TEXT SEGMENT:
- - -

Ada Metro SWAT first on the ground in DiMaggio manhunt

BOISE -- The first SWAT team to look for James DiMaggio and 16-year-old Hannah Anderson deep in the Idaho wilderness were members of the Ada Metro SWAT team. Our local law enforcement were on the ground before the FBI arrived, and their efforts proved to be invaluable.

Ada Metro SWAT began to mobilize Friday morning, shortly after DiMaggio's car was found at Morehead Lake. Ada County Sheriff Gary Raney got on a conference call with numerous agencies, from Valley County to Homeland Security and the FBI. The agencies began to make a plan to find Hannah and bring her home. That plan involved 20 members of Ada Metro SWAT.

I'd be lying if I said I wasn't nervous. Everybody's going to have some sort of nerves. But we train for stuff like this, said Jeremy Byington, member of Ada Metro SWAT.

The Ada Metro SWAT team was transported by Blackhawk helicopters from Gowen Field into the area of Pistol Creek Ranch Friday afternoon. Byington says the helicopters took a route that wouldn't let DiMaggio know they were moving in.

We were some of the very first tactical officers in the Pistol Creek area clearing from the north to the south, trying to close that gap on DiMaggio, said Sgt. Patrick Calley, member of Ada Metro SWAT. I was very concerned about coming across DiMaggio and to learn that maybe he found another hiker and used them as capture and leverage.

- - -

EXTRACTED INFORMATION:
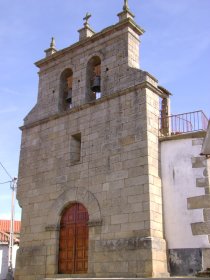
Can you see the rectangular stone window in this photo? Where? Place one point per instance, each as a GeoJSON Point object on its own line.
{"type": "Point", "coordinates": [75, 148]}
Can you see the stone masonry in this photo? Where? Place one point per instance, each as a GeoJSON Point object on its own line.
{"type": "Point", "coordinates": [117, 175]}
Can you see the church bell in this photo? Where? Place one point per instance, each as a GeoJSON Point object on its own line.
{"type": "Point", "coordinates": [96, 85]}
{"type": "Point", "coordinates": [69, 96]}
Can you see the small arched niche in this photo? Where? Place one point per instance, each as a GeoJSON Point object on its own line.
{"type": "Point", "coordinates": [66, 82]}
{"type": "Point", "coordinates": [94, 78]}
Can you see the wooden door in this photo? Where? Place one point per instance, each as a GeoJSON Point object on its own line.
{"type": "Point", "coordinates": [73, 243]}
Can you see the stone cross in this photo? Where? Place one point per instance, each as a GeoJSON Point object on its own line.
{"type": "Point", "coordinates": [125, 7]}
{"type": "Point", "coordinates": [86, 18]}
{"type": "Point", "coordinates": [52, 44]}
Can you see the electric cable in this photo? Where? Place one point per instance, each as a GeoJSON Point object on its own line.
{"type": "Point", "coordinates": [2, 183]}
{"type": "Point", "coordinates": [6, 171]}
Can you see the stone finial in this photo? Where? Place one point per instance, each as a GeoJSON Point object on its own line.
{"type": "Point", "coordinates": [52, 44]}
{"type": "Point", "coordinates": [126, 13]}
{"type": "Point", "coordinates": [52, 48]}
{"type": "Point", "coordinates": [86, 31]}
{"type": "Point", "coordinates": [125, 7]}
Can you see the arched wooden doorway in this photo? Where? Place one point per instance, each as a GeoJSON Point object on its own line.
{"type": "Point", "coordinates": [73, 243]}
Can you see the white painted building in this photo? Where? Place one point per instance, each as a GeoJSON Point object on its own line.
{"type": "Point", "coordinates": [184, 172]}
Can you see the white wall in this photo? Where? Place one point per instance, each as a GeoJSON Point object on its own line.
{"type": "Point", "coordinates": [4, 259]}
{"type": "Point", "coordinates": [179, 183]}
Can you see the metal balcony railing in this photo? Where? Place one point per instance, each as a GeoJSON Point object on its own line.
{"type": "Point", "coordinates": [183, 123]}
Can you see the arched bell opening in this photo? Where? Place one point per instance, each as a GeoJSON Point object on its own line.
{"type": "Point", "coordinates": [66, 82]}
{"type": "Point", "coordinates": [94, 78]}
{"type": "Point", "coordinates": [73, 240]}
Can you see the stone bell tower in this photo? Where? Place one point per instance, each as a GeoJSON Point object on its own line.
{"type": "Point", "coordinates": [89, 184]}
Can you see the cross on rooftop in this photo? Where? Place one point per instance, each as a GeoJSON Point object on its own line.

- - -

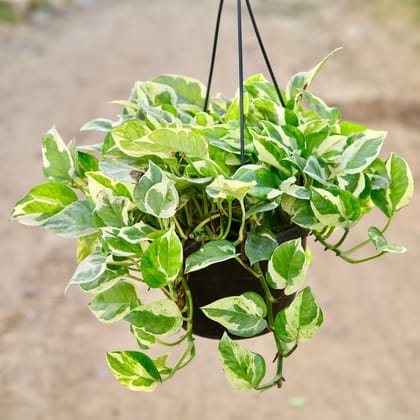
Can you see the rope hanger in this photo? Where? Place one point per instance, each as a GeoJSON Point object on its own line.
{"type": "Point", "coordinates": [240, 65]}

- - -

REQUIREMENTS: Write the next few paragraphs of the news article above about the Ada Metro SWAT team's part in the DiMaggio manhunt, beginning right after its final sentence.

RESPONSE TO THE TASK:
Pistol Creek Ranch is located about 30 miles from where DiMaggio's car was found hidden at Morehead Lake. It is downstream from where the horseback riders spotted DiMaggio and Hannah on Wednesday. Calley says it was a logical location for the pair to head to next and why Ada Metro SWAT focused their efforts in that area.

Once they found his car they figured he was headed in that direction maybe to acquire some other means of transportation, whether it be a raft to float down the river or possibly hijack an airplane that's at the airstrip at Pistol Creek Ranch, said Byington.

The local SWAT team began to secure the area and to look for DiMaggio and Hannah. They checked cabins, trailheads and river banks, covering the the never-ending wilderness inch-by-inch, not knowing where DiMaggio and Hannah would turn up.

It's like finding a needle in a haystack in a pile of haystacks up there, said Sgt. Pat Schneider, Ada Metro SWAT Team Leader.

The daunting mission lasted roughly 24 hours until the FBI relieved the local team. The 20 members were on their way back to Cascade when they got word DiMaggio had been found and Hannah was safe.

The number one goal on everybody's mind was Hannah's safety, said Calley.

It was an amazing thing to be a part of all for that common goal of helping Hannah, said Schneider.

There were no local SWAT members who were part of the confrontation with DiMaggio before he was shot and killed in the area of Morehead Lake. Schneider says that team was made up of agents from the FBI.

Ada Metro SWAT has 30 members. They are officers from the Meridian and Garden City Police Departments, the Ada County Sheriff's Office, and Ada County Paramedics.